• WHAT TO DO
Rewrite the alumna profile from "Alumna is creating" to "degree in architecture.", putting "numbers enthusiast" in place of "data nerd".

Alumna is creating impact by supporting the vital transition to digital agriculture
The self-proclaimed data nerd and Northern Neck of Virginia native didn’t happen upon Virginia Tech by chance. Annah Latané ’11 comes from an entire family of Hokies to include grandfather James Latané ‘38, father Bill Latané ‘77, brother, aunts, cousins, and also husband Nicholas Zastrow, AIA, ’12 who graduated with a bachelor’s degree in architecture.
Latané began her studies at Virginia Tech in 2007 in International Studies due to an interest in travel. During the spring semester of her sophomore year, she had the opportunity to go to Spain and Ecuador for two study abroad experiences, but felt that something was missing. She took the advice of her dad who worked over 40 years for Virginia Farm Bureau before retiring, to check out the agricultural and applied economics program. She found the department to be a great fit, and focused on environmental issues through both her B.S. in Ag Econ and B.A. in International Studies.
While her education has impacted her career, so did many of the professors. Kurt Stephenson was one of them. His environmental economics class laid the foundation that solidified her passion. "He was ‘my champion’ and saw my ability to do research and encouraged me to present at conferences during my senior year,” she said. He also encouraged Latané to pursue a graduate degree, which she did and graduated in 2014 with a M.S. in Applied Economics from Oregon State University.
Other professors Jeff Alwang, George Norton, and Darrel Bosch provided Latané the opportunity to discover the challenges and rewards of conducting research cross-culturally. Thanks to them, this was an experience during her study abroad to Ecuador that helped set the foundation for her globally-focused career.

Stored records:
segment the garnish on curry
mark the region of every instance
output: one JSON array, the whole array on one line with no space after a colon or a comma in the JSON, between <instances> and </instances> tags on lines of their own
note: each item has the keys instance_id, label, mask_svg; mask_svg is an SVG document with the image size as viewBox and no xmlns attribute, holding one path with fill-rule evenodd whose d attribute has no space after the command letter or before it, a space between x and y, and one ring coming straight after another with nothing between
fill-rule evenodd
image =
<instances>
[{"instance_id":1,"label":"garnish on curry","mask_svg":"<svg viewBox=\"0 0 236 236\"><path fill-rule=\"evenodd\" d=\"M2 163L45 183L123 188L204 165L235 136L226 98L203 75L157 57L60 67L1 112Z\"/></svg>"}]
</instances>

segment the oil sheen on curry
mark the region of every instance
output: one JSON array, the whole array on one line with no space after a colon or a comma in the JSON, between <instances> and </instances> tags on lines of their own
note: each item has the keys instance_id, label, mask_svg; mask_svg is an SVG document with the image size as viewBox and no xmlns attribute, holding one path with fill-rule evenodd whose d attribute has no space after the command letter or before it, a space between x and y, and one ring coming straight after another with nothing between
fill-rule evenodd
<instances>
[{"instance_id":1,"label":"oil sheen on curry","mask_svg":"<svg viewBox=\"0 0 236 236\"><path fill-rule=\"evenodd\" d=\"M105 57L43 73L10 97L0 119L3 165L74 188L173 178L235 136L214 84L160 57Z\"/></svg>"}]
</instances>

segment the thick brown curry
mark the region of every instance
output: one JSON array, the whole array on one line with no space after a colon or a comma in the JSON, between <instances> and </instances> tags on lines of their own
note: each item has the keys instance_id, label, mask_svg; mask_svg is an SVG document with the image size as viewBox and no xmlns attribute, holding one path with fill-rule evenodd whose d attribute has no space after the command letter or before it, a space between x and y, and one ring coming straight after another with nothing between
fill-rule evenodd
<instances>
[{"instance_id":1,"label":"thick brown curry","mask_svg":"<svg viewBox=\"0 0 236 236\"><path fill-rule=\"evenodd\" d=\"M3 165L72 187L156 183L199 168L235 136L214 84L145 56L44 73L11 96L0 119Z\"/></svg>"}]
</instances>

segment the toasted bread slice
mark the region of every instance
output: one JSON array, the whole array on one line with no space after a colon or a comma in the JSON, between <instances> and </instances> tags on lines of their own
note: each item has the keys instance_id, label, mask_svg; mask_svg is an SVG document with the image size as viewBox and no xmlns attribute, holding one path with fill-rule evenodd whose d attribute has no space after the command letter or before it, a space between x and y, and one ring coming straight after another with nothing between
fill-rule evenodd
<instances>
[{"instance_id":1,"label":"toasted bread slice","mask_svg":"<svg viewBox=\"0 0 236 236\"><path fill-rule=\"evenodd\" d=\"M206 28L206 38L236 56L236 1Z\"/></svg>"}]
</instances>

• RESULT
Alumna is creating impact by supporting the vital transition to digital agriculture
The self-proclaimed numbers enthusiast and Northern Neck of Virginia native didn’t happen upon Virginia Tech by chance. Annah Latané ’11 comes from an entire family of Hokies to include grandfather James Latané ‘38, father Bill Latané ‘77, brother, aunts, cousins, and also husband Nicholas Zastrow, AIA, ’12 who graduated with a bachelor’s degree in architecture.